## Kutipan berita
------------

JAKARTA, KOMPAS - Balai Besar Pengawas Obat dan Makanan DKI membantah pihaknya kebobolan mengontrol keamanan makanan dan minuman kemasan yang beredar di masyarakat. Bantahan disampaikan menanggapi terungkapnya kasus beredarnya 96.080 produk impor kedaluwarsa di 96 usaha ritel dan sembilan usaha lainnya.
"Sampai sebelum kasus ini terungkap, petugas lapangan kami yang memeriksa produk dari distributor maupun dari usaha ritel resmi, belum menemukan makanan dan minuman kemasan yang kedaluwarsa," tandas Kepala Balai Besar Pengawas Obat dan Makanan (BBPOM) DKI Sukriadi Dharma, Rabu (21/3) malam.
Ia mengatakan, selain pemeriksaan fisik kemasan termasuk label batas kedaluwarsa, petugas BBPOM DKI juga mengambil isi contoh produk untuk diperiksa di laboratorium.
Akhir Februari lalu, Polres Metro Jakarta Barat membongkar kasus kepemilikan dan peredaran makanan serta minuman kemasan impor. RA (36) selaku Direktur PT PRS (perusahaan importir makanan, saus, dan minuman kemasan), serta dua kepala gudang yakni DG (27) dan AH (33), ditetapkan sebagai tersangka.

------------

## Pertanyaan untuk dijawab
[a] Jawablah pertanyaan berikut berdasarkan berita tentang produk impor kedaluwarsa.
(i) Berapa jumlah produk impor kedaluwarsa yang beredar?
(ii) Siapa yang menjabat sebagai Kepala BBPOM DKI?
(iii) Satuan kepolisian mana yang membongkar kasus tersebut pada akhir Februari?
[b] Lanjutkan berita tentang produk impor kedaluwarsa ini, dimulai sesudah kalimat terakhirnya.

------------

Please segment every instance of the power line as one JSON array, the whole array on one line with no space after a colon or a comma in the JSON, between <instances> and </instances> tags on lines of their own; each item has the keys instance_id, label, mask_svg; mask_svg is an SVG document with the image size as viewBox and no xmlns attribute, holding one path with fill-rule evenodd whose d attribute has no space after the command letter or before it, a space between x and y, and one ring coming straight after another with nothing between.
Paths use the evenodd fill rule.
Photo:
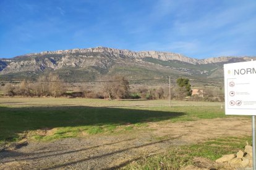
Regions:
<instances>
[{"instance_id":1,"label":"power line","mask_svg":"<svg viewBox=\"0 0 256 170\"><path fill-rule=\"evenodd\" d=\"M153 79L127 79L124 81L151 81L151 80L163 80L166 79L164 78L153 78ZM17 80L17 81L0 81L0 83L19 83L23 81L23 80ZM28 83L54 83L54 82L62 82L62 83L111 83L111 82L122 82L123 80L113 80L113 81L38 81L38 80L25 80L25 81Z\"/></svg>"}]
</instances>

------------

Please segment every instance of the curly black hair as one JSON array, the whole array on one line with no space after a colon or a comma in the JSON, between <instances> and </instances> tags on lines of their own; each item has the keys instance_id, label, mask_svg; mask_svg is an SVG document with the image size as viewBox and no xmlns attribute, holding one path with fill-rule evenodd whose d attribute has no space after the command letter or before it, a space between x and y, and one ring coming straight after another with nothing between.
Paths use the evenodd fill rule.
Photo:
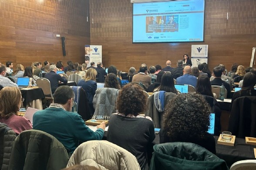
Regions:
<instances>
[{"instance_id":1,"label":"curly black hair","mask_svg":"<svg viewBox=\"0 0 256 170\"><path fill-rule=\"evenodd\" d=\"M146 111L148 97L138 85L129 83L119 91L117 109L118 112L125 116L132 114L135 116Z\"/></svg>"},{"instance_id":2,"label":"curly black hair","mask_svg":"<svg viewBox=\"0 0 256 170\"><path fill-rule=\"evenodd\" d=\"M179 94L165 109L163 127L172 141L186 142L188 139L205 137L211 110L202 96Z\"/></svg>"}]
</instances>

------------

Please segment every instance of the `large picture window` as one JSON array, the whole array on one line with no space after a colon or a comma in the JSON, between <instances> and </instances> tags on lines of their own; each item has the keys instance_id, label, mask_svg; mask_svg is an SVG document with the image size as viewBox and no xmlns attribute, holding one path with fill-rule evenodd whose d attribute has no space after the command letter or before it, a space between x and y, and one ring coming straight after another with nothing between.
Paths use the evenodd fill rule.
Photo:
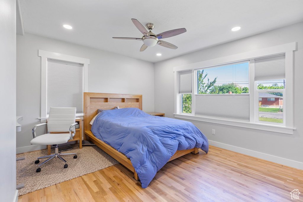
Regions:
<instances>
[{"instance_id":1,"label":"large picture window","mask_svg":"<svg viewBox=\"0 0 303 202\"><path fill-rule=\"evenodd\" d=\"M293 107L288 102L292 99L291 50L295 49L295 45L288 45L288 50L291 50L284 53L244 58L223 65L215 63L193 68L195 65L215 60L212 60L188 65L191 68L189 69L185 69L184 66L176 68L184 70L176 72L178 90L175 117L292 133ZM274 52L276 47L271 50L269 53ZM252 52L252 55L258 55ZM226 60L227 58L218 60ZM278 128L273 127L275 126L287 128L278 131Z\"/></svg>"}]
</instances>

------------

## Jawaban per tugas
[a]
(i) 96.080 produk.
(ii) Sukriadi Dharma.
(iii) Polres Metro Jakarta Barat.

[b]
Menurut Kapolres Metro Jakarta Barat Komisaris Besar Hengky Haryadi, ketiganya bertanggung jawab terhadap peredaran barang kemasan impor kedaluwarsa di sejumlah supermarket, minimarket, restoran, termasuk restoran cepat saji di Jabodetabek, Bali, Sumatera, Kalimantan, dan Papua.
Sukriadi menambahkan, kini contoh produk yang ditempeli label perpanjangan batas kedaluwarsa sedang diperiksa Badan POM. "Kami butuh waktu tujuh hari untuk menguji mikrobiologinya." ucapnya.
Ia memastikan akan merekomendasikan pencabutan izin usaha impor PT PRS, apabila hasil pemeriksaan laboratorium menunjukkan produk kemasan tidak aman lagi dikonsumsi.
Wakil Ketua Umum Asosiasi Perusahaan Ritel Indonesia (Aprindo) Tutum Rahanta, yang dihubungi terpisah semalam, mengingatkan, beredarnya produk yang rusak atau kedaluwarsa sampai ke tangan konsumen adalah tanggungjawab Badan POM. "Anggota kami hanya bertanggung jawab sebatas kondisi fisik kemasan dan kesesuaian barang yang diserahkan dengan kontrak, yaitu kontrak antara anggota kami dengan distributor," tandasnya.
Ia mengatakan, jika seorang pembeli membeli produk rusak, maka yang bersangkutan bisa mengembalikan produk dan mendapat pengganti produk yang sama, atau menerima kembali uang pembelian. "Kalau ternyata produk sudah dikonsumsi dan membuat pembeli yang mengonsumsi keracunan, maka itu bukan tanggung jawab anggota Aprindo, melainkan produsen dan atau distributor," ujar Tutum.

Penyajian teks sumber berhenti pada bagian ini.